§ **ASSIGNMENT**:
Nothing less than an exact copy of all the records is required.

EXERCISE DATA START

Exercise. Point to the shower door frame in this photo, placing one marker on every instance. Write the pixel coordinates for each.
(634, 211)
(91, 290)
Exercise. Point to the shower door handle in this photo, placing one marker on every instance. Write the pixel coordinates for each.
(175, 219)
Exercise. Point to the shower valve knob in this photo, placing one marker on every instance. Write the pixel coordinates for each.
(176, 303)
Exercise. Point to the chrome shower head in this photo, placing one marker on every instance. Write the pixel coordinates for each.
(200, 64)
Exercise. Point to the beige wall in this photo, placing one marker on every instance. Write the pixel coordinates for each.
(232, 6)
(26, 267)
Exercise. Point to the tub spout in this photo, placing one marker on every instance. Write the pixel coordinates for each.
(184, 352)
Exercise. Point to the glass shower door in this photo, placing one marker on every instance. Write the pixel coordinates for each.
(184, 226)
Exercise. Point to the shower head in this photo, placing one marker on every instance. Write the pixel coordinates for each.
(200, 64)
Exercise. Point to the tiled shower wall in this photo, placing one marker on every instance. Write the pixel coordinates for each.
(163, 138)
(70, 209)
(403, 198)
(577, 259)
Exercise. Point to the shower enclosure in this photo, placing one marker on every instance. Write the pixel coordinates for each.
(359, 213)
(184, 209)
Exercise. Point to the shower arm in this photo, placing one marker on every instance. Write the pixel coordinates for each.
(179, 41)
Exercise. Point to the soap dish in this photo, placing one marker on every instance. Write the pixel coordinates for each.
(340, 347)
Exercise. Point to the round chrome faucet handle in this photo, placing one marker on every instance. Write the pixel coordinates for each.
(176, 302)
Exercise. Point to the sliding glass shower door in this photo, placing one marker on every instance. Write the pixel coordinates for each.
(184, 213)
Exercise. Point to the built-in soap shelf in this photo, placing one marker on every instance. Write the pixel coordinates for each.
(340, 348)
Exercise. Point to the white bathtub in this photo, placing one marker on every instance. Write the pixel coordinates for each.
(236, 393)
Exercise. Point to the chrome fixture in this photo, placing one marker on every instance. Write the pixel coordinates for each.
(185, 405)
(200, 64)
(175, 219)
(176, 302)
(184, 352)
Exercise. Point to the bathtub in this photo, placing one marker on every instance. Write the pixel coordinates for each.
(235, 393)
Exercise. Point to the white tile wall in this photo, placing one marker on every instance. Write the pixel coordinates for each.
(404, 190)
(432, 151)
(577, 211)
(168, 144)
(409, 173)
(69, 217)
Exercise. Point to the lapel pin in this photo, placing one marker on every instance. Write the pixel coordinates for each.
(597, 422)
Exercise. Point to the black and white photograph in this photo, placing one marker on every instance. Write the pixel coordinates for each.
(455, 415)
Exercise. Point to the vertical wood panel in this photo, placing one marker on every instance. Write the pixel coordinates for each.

EXERCISE DATA END

§ **FINISHED TASK**:
Exercise. Point to the shower door frame in this photo, placing one marker on every instance. Write the pixel coordinates for each.
(634, 211)
(91, 290)
Exercise. Point to the shower door handle in this photo, placing one marker on every instance. Write the pixel coordinates for each.
(175, 219)
Exercise. Point to the shower valve knob in this photo, placing one marker on every instance. Write the pixel coordinates for each.
(176, 303)
Exercise. Point to the chrome shower head in this photo, placing one marker on every instance. Write the pixel coordinates for each.
(200, 64)
Exercise. Point to the beige wall in this photo, placing one marker on every instance. Write the pixel coordinates for each.
(232, 6)
(26, 267)
Exercise. Point to the tub spout in this photo, placing one marker on every instance. Write the pixel coordinates for each.
(184, 352)
Exercise. Point to the glass shower door in this photo, placing one marker on every instance. Write the pixel coordinates for each.
(184, 226)
Exercise. Point to the shower head in this photo, placing one marker on every instance. Write the pixel coordinates for each.
(200, 64)
Exercise. Point to the tiled shower wall in this photo, placing one marker on every instance. Write the pixel coordinates for each.
(163, 138)
(70, 209)
(403, 198)
(577, 259)
Exercise. Point to the shower enclosure in this photo, placing one marker on every instance. Write the pixel coordinates for each.
(359, 213)
(184, 209)
Exercise. Point to the shower arm in this photo, placing one marker on every instance. Write the pixel coordinates for each.
(179, 41)
Exercise. Point to the soap dish in this photo, placing one marker on every instance. Write the pixel coordinates for each.
(340, 347)
Exercise. Point to the round chrome faucet handle in this photo, placing one marker on every instance. Write the pixel coordinates for each.
(176, 302)
Exercise. Point to the sliding glass shower door in this photo, placing one marker on every instance. Write the pixel coordinates for each.
(184, 213)
Exercise. Point to the built-in soap shelf in this photo, placing one marker on every instance. Write the pixel coordinates for each.
(340, 348)
Exercise. Point to the white bathtub in this photo, placing one marker on every instance. Write the pixel coordinates for each.
(236, 393)
Exercise. Point to the chrome fixture in this photo, placing one marker on every instance. Write the pixel coordinates for each.
(185, 405)
(200, 64)
(175, 219)
(176, 302)
(184, 352)
Exercise. Point to the bathtub in this photo, placing one marker on every instance. Write the pixel coordinates for each.
(235, 393)
Exercise. Point to the white tile wall in this photo, placing one marker on every instance. Write the pixel coordinates for each.
(404, 190)
(432, 151)
(577, 211)
(168, 144)
(409, 173)
(69, 217)
Exercise. Point to the lapel pin in this photo, placing one marker on every instance. Write the pixel coordinates for each.
(597, 422)
Exercise. Point to the black and white photograph in this photo, placing one marker on every instance. Write the pixel coordinates for each.
(455, 415)
Exercise. Point to the vertical wood panel in this photo, placing one marker on every instance. Write the pixel coordinates for each.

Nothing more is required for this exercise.